(EXERCISE DESCRIPTION) Pull every line from the records that has the word "JSON" in it.

(INPUT DATA)
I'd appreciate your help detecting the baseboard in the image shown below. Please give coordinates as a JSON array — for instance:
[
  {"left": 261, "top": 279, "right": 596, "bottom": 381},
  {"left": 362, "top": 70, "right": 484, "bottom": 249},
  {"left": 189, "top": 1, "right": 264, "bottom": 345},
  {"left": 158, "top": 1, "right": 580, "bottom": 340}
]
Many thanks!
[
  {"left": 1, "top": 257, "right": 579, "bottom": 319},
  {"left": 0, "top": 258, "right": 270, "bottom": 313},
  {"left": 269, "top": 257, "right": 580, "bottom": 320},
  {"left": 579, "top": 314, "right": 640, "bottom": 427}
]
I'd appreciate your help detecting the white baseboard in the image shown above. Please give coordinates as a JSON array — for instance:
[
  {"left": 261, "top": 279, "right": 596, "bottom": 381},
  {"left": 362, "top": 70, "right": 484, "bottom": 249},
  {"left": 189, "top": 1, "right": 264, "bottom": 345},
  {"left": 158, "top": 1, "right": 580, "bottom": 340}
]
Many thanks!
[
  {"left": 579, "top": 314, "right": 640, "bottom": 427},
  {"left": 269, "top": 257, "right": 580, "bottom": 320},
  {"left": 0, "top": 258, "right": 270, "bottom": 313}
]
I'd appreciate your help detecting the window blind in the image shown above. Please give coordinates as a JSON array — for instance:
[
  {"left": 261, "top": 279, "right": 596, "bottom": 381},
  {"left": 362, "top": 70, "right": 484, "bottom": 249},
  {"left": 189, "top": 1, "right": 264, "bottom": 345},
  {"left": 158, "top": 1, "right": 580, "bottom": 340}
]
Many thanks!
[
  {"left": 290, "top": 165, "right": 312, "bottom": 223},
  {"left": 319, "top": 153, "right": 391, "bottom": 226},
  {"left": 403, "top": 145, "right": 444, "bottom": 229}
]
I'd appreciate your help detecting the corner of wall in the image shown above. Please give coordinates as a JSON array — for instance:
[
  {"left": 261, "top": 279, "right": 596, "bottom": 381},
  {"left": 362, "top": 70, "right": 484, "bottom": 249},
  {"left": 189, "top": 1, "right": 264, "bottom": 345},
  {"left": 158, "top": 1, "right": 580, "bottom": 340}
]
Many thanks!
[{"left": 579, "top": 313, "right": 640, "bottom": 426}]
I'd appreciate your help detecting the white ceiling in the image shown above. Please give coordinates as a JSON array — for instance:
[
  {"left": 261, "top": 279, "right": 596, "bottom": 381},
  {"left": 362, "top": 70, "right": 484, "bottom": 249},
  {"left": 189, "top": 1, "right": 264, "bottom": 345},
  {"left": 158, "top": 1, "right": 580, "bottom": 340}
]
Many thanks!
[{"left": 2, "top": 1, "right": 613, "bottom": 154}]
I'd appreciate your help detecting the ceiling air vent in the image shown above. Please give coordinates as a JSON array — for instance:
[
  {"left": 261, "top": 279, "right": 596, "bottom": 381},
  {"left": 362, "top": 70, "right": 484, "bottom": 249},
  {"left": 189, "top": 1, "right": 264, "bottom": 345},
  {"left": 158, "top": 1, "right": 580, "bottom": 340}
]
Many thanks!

(TASK ANSWER)
I'd appreciate your help detecting the baseboard in the image shown below. Please give coordinates as a JSON array — for instance:
I'd appreciate your help detecting the white baseboard in the image shown above. Please give coordinates as a JSON array — for instance:
I'd appreciate your help detecting the window blind in the image shown above. Please give coordinates as a JSON array — for instance:
I'd appreciate your help detecting the corner of wall in the image shown above. Please give coordinates as a JSON array — for instance:
I'd appreciate your help detecting the white ceiling in the image shown above. Please give coordinates as a JSON array — for instance:
I'd appreciate your help detecting the ceiling air vent in the image shown above. Please give coordinates as a JSON array — for instance:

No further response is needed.